Exercise brief: Everything from the line with "Record the location of each instance of the truck" to the end of the entries should be copied exactly, and nothing else.

Records for the task Block Start

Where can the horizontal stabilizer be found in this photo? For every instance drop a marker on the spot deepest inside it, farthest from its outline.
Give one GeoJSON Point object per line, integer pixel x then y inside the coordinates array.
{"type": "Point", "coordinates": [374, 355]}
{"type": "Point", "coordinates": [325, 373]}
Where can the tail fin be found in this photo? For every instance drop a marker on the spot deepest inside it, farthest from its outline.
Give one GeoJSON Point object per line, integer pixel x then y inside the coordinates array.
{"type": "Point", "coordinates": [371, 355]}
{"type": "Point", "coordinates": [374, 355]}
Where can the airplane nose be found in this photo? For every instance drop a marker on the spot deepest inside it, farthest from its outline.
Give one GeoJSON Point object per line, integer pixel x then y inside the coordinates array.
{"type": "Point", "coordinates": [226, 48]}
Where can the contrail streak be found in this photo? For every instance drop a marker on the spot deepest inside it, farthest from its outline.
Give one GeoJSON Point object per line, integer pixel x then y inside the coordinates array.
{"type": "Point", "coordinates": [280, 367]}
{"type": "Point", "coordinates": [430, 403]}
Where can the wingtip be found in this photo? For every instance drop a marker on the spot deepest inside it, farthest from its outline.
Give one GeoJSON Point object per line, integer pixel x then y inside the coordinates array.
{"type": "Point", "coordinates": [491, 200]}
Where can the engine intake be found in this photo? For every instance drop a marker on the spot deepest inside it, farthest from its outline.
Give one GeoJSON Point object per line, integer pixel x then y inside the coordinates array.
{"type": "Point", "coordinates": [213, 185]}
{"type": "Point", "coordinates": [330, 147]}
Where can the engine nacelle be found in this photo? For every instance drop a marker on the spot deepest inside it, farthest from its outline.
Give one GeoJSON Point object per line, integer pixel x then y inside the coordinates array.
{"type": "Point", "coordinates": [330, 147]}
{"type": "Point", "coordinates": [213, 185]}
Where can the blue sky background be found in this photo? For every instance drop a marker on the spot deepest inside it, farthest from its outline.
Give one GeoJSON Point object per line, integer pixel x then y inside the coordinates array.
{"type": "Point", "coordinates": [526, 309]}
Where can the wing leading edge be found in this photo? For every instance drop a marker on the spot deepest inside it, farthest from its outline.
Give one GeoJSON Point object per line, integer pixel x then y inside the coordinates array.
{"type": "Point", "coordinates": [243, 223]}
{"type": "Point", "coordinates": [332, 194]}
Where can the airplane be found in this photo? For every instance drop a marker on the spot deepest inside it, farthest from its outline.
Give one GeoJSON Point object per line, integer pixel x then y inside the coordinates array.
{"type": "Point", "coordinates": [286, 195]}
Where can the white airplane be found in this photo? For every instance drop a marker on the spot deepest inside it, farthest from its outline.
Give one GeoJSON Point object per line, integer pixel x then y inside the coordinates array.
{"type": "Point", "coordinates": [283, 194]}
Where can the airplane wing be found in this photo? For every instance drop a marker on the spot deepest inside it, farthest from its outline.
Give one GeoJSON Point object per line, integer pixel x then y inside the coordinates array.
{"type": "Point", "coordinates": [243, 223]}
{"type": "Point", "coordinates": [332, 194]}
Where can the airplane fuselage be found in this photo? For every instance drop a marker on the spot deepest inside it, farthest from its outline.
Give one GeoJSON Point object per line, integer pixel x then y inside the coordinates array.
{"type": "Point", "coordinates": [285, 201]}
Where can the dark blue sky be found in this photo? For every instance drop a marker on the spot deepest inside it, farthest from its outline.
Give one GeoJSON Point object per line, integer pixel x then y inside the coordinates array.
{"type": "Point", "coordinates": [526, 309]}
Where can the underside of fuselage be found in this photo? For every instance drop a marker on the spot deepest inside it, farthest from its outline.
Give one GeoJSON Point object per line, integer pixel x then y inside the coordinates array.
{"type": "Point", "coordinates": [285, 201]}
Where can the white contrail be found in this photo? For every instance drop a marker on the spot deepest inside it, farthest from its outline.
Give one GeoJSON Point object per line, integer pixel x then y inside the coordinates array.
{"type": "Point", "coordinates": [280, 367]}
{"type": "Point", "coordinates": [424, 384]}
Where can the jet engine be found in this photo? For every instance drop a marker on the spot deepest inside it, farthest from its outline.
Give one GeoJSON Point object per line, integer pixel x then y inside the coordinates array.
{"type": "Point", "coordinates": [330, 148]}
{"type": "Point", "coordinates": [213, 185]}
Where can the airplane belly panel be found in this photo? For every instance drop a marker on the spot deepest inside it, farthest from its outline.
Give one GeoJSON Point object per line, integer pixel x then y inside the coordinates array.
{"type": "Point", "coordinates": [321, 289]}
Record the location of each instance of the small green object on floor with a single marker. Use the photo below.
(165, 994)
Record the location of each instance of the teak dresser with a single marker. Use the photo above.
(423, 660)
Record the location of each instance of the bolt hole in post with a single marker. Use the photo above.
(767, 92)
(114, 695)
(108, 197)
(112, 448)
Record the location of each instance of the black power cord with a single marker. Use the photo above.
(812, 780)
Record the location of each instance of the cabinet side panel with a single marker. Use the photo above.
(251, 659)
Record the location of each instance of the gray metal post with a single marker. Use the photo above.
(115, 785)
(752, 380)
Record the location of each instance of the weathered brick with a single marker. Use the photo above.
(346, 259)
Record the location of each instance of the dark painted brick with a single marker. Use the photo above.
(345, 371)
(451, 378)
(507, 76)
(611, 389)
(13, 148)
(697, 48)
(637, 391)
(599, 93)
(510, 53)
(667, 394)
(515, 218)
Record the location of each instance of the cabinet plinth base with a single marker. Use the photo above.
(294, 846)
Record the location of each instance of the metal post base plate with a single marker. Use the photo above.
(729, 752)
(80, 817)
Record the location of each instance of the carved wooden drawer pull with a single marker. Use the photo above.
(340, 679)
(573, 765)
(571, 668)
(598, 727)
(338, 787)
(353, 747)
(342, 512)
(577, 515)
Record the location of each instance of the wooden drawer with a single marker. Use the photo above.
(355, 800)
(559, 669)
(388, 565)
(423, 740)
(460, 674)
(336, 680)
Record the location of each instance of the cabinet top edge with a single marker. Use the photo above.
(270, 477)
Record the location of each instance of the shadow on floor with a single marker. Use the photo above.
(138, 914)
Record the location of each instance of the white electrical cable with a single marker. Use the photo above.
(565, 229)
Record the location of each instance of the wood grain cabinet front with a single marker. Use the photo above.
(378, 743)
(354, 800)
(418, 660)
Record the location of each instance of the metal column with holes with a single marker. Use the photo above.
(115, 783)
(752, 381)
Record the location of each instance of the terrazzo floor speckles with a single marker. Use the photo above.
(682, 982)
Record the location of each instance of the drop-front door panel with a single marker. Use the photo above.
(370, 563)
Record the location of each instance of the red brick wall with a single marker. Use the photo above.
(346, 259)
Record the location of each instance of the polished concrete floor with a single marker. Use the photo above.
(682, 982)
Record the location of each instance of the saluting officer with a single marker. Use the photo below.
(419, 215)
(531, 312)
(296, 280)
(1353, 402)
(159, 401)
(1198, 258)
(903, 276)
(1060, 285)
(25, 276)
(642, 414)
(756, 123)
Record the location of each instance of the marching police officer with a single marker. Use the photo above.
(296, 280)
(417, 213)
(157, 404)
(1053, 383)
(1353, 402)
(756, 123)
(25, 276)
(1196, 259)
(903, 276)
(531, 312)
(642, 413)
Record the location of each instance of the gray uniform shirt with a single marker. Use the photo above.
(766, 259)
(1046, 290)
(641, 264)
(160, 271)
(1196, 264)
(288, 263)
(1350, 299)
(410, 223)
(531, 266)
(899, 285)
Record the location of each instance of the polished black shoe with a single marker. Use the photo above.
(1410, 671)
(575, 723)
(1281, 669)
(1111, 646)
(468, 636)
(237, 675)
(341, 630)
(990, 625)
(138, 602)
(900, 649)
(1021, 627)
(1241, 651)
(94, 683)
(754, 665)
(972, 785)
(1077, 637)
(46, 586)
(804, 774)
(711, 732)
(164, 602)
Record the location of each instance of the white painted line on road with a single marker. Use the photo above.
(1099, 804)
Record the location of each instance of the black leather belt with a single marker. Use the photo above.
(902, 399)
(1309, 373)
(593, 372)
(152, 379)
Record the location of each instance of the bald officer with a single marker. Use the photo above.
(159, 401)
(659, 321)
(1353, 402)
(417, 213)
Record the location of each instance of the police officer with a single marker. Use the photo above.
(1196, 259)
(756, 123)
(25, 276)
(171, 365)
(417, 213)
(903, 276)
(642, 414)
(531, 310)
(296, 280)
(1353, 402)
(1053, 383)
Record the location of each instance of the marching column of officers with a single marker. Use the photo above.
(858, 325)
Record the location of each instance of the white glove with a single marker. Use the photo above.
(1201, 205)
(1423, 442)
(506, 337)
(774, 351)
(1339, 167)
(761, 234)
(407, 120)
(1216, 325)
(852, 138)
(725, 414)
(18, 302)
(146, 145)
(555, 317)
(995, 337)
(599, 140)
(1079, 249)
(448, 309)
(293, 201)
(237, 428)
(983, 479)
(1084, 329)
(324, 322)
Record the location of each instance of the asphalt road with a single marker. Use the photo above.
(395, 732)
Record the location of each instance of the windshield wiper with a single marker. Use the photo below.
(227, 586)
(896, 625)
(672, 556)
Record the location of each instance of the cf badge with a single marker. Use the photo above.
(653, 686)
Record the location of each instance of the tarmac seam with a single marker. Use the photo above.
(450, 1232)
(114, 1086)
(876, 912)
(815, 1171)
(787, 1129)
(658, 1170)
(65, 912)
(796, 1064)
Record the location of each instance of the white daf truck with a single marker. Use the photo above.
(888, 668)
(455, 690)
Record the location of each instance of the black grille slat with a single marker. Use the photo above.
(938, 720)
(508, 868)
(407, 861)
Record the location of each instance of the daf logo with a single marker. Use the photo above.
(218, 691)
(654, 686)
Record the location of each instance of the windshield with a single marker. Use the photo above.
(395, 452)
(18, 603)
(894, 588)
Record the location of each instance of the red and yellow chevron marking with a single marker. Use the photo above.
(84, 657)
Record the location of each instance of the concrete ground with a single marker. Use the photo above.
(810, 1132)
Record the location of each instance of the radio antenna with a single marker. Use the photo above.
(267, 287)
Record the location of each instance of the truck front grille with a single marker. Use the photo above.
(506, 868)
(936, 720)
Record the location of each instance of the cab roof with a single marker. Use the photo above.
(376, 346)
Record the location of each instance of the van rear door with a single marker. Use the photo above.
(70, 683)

Records for the task Block End

Solution to the problem:
Record the location of each instance of the truck front grille with a single marker. Use the photo above.
(506, 868)
(936, 720)
Record the location of each instance of the cab roof with a single marker. Use the photo above.
(376, 346)
Record the location of each instance of the van rear door with a single marker. Use the photo above.
(70, 683)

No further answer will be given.